Dataset items
^^^^

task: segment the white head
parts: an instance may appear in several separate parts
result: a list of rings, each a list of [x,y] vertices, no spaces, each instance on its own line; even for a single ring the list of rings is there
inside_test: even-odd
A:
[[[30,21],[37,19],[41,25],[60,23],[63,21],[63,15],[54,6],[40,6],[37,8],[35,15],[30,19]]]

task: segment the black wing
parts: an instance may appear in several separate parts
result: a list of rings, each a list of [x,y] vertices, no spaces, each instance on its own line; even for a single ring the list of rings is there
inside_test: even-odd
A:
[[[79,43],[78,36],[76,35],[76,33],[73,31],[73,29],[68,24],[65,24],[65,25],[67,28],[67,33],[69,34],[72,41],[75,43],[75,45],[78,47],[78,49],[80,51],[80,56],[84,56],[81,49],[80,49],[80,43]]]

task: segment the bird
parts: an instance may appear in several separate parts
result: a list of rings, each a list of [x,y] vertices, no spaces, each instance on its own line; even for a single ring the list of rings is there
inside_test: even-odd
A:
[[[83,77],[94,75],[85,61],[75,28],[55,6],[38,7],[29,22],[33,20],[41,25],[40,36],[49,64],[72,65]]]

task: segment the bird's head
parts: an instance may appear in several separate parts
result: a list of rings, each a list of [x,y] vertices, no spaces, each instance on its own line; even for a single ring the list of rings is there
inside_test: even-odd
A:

^^^^

INSTRUCTIONS TO FOLLOW:
Turn every line of the items above into a JSON list of strings, one string per line, and leave out the blank lines.

RESPONSE BELOW:
[
  "task: segment the white head",
  "parts: an instance may appear in several separate parts",
  "result: a list of rings, each a list of [x,y] vertices, no spaces, each instance on its own line; even for a single ring the list of rings is there",
  "inside_test: even-odd",
  "A:",
  "[[[30,21],[37,19],[41,25],[60,23],[63,21],[63,15],[54,6],[40,6],[37,8],[35,15],[30,19]]]",
  "task: segment the black wing",
  "parts: an instance may appear in several separate parts",
  "result: a list of rings, each a list of [x,y] vertices, no spaces, each instance on its own line; even for a single ring the list of rings is there",
  "inside_test: even-odd",
  "A:",
  "[[[79,43],[78,36],[76,35],[76,33],[73,31],[73,29],[68,24],[65,24],[65,25],[67,28],[67,33],[69,34],[72,41],[75,43],[75,45],[78,47],[78,49],[80,51],[80,56],[84,56],[81,49],[80,49],[80,43]]]",
  "task: segment the bird",
  "parts: an instance may appear in several separate parts",
  "result: a list of rings, each a list of [x,y] vertices, no spaces, each instance on its own line; even for a single ring the list of rings is there",
  "inside_test: even-odd",
  "A:",
  "[[[83,77],[94,75],[85,61],[75,28],[55,6],[38,7],[29,22],[33,20],[41,25],[40,36],[49,64],[72,65]]]",
  "task: segment the bird's head",
  "parts: an instance may appear in several separate parts",
  "result: a list of rings, each a list of [x,y] vertices, no spaces, each instance on its own line; even for a single ring the list of rings is there",
  "inside_test: even-odd",
  "A:"
]